**PROBLEMS TO WORK ON**
(a) Translate this sentence from the triangle area problem into Spanish: "For piecewise absolute value functions, break into cases and graph manually to find intersection with coordinate axes."
(b) Answer these questions using the triangle area problem:
(i) Which option does the answer state is correct?
(ii) What does f(x) equal in Case 2, where x > 1?
(iii) Between which two points does Step 2 say the line runs?

Question

What is the area of the triangle bounded by the graph of the function given by \(f(x) = |x - 1| - x\) with the coordinate axes given by \(x = 0\) and \(y = 0\)?

• A. \(1/2\)
• B. \(1/4\)
• C. \(1/2\)
• D. 1

Hint:

For piecewise absolute value functions, break into cases and graph manually to find intersection with coordinate axes.

Answer 1

The Correct Option is B

Step 1: Analyze the function 
\[ f(x) = |x - 1| - x \] Break into cases: Case 1: \(x \leq 1\) \[ f(x) = (1 - x) - x = 1 - 2x \] Case 2: \(x>1\) \[ f(x) = (x - 1) - x = -1 \] So the function is: \[ f(x) = \begin{cases} 1 - 2x & x \leq 1 
-1 & x>1 \end{cases} \]

Step 2: Area bounded by graph, x-axis, and y-axis 
We consider only \(x \in [0,1]\), where the graph is \(f(x) = 1 - 2x\) This is a line from (0,1) to (0.5,0). So triangle between (0,0), (0,1), and (0.5,0) \[ \text{Area} = \frac{1}{2} \cdot \text{base} \cdot \text{height} = \frac{1}{2} \cdot 0.5 \cdot 1 = \boxed{\frac{1}{4}} \]

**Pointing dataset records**

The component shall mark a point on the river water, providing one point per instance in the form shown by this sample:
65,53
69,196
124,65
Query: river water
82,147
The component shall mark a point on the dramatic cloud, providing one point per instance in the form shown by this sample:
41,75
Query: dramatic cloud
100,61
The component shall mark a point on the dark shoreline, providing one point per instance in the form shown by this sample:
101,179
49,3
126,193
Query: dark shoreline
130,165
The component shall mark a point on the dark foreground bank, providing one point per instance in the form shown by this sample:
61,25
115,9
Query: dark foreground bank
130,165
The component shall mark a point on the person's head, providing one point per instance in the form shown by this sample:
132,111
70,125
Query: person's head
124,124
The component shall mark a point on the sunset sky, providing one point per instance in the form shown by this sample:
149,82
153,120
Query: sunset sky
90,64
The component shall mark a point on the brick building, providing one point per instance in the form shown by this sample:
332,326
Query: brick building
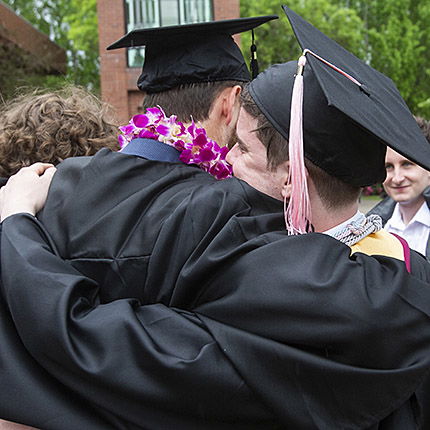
121,68
25,52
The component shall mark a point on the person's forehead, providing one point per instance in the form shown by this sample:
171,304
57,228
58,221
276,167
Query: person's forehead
246,125
394,156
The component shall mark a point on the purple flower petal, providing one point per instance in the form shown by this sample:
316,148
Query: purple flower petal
147,134
206,154
191,129
186,156
200,140
163,129
180,145
140,121
122,141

**ANSWERS FOR THE EXERCISE**
(a) Para funciones de valor absoluto definidas por partes, divide en casos y grafica manualmente para encontrar la intersección con los ejes coordenados.

(b)
(i) Option B
(ii) −1
(iii) From (0,1) to (0.5,0)